(GESTELLTE AUFGABE 1):
Beantworte zum Auszug über Enaiats Flucht diese Fragen:
(a) Welche Hürde nennt der Auszug als die größte für einen Menschen in einem anderen Land?
(b) Wovor floh Enaiat?
(c) Was erwartete ihn in Italien?

(VORLIEGENDER AUSZUG):
Bürokratischer Dschungel

Was in diesem Roman besonders deutlich wird, ist die größte Hürde, die einem als Mensch in einem anderen Land gestellt wird, die Bürokratie. Weder das Ankommen in der Fremde noch die Rückkehr in die Heimat wird einem als Flüchtling leicht gemacht. Paradoxe Forderungen und Korruption verbauen einen auf jegliche erdenkliche Weise die Bewegungsfreiheit. Auch wenn der bittere Beigeschmack in Enaiats Erzählung mitklingt, so schafft er es mit der nötigen Prise Humor und unerbittlicher Beharrlichkeit seine Ziele zu erreichen.

Kann man an mehreren Orten zuhause sein?

Vor Armut, den Taliban und geringen Bildungschancen floh Enaiat. Doch zurück blieb seine Familie, Spiele, die die Kinder nur in Afghanistan spielen, der Geruch von landestypischen Speisen, der seine Kindheit erfüllte, der alles durchdringende Staub einer trockenen Landschaft. All das war seine Kindheit und somit seine Wurzeln, die er mit seiner Flucht hinter sich ließ. Ihn erwartete Sicherheit, Bildung und finanzielle Unabhängigkeit in Italien und Freunde, die ihm stets das Gefühl gaben, willkommen zu sein. So lässt sich ein neues Leben leicht anfangen und am Beispiel von Enaiat wird deutlich, dass man sich auch ein fremdes Land zur Heimat machen kann.

(VORLIEGENDE DATEN):
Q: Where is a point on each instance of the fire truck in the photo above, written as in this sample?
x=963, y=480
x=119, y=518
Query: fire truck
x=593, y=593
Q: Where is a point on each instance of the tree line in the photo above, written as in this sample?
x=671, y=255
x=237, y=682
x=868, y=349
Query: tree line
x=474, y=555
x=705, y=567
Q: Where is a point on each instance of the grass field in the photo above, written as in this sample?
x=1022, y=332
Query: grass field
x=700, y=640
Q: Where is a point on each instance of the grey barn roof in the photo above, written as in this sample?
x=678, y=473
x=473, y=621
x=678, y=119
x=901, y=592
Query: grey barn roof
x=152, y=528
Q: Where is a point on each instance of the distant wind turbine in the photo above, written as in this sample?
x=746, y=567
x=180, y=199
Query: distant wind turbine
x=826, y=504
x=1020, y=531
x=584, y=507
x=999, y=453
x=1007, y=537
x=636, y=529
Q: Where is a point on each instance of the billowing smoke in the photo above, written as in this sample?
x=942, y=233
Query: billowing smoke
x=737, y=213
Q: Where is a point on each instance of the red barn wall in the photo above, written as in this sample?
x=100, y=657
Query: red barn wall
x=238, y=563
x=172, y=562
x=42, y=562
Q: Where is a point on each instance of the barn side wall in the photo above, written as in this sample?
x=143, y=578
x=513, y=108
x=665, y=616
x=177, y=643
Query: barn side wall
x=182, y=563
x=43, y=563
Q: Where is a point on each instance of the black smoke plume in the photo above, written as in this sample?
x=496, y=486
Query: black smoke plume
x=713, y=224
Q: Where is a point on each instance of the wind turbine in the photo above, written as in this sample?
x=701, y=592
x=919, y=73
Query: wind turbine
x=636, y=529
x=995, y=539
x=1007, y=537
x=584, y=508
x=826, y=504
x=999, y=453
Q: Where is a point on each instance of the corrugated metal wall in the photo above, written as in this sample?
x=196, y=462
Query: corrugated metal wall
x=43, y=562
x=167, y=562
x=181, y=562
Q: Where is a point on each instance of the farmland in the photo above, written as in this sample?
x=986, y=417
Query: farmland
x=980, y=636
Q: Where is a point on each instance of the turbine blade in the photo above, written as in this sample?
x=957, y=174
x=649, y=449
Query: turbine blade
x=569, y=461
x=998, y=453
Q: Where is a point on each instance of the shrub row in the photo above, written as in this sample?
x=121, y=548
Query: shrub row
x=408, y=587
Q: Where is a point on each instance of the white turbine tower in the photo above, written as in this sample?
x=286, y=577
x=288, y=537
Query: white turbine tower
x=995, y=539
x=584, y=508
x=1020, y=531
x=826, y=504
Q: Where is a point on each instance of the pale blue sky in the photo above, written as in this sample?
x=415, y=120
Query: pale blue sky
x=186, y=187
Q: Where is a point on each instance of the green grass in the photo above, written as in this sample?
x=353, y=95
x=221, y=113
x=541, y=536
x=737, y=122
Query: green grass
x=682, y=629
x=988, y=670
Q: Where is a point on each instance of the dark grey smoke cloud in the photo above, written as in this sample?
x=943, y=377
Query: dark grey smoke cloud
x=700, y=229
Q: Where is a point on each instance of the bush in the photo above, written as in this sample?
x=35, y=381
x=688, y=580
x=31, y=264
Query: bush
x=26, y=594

(GESTELLTE AUFGABE 2): Skaliere die Datensätze ab ihrem Anfang bis einschließlich der Zeile, die „x=705, y=567“ enthält, und gib nur diese Zeilen vollständig wieder. Multipliziere dabei jede Koordinate in den Antwortzeilen mit 1,85 und runde auf ganze Zahlen, wobei Halbe aufgerundet werden; alle übrigen Zeilen bleiben unverändert.

(VOLLSTÄNDIGE AUSGABE 1):
(a) Die Bürokratie.
(b) Vor Armut, den Taliban und geringen Bildungschancen.
(c) Sicherheit, Bildung und finanzielle Unabhängigkeit sowie Freunde, die ihm stets das Gefühl gaben, willkommen zu sein.

(VOLLSTÄNDIGE AUSGABE 2):
Q: Where is a point on each instance of the fire truck in the photo above, written as in this sample?
x=963, y=480
x=119, y=518
Query: fire truck
x=1097, y=1097
Q: Where is a point on each instance of the tree line in the photo above, written as in this sample?
x=671, y=255
x=237, y=682
x=868, y=349
Query: tree line
x=877, y=1027
x=1304, y=1049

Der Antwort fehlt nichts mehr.